Selected excerpt:

........

Stata 15 help for bic_note

[R] BIC note -- Calculating and interpreting BIC

Description

This entry discusses a statistical issue that arises when using the Bayesian information criterion (BIC) to compare models.

Stata calculates BIC, assuming N = e(N) -- we will explain -- but sometimes it would be better if a different N were used. Commands that calculate BIC have an n() option, allowing you to specify the N to be used.

In summary,

1. If you are comparing results estimated by the same estimation command, using the default BIC calculation is probably fine. There is an issue, but most researchers would ignore it.

2. If you are comparing results estimated by different estimation commands, you need to be on your guard.

a. If the different estimation commands share the same definitions of observations, independence, and the like, you are back in case 1.

b. If they differ in these regards, you need to think about the value of N that should be used. For example, logit and xtlogit differ in that the former assumes independent observations and the latter, independent panels.

........

Extracted data:

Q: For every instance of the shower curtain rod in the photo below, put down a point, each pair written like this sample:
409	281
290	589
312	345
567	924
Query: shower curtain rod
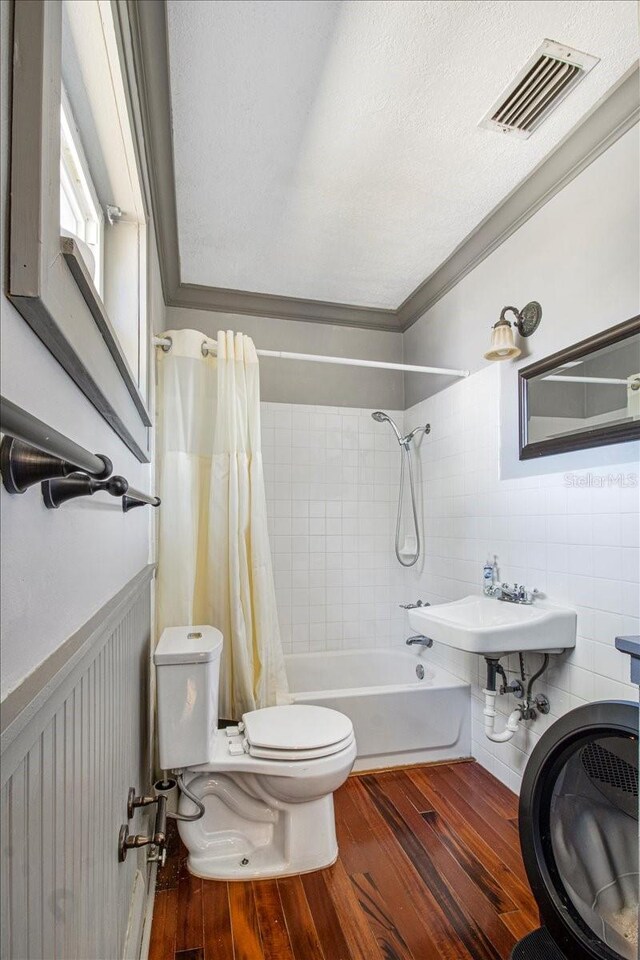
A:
210	346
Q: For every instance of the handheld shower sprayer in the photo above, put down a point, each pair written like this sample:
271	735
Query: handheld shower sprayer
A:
405	453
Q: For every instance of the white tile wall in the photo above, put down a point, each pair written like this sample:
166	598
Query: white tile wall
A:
578	544
331	479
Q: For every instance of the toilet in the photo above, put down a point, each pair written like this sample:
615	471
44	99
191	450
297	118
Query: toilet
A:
267	784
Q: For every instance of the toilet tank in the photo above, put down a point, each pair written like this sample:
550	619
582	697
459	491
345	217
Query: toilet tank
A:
187	661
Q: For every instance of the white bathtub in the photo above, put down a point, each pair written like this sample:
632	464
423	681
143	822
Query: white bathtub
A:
398	718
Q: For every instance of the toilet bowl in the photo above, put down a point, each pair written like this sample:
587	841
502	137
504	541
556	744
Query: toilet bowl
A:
266	785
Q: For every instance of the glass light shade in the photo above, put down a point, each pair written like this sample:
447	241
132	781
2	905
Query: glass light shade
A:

........

Written instruction: Write out everything in the BIC help entry from "Stata 15 help" down to "to be used.".

Response to this exercise:
Stata 15 help for bic_note

[R] BIC note -- Calculating and interpreting BIC

Description

This entry discusses a statistical issue that arises when using the Bayesian information criterion (BIC) to compare models.

Stata calculates BIC, assuming N = e(N) -- we will explain -- but sometimes it would be better if a different N were used. Commands that calculate BIC have an n() option, allowing you to specify the N to be used.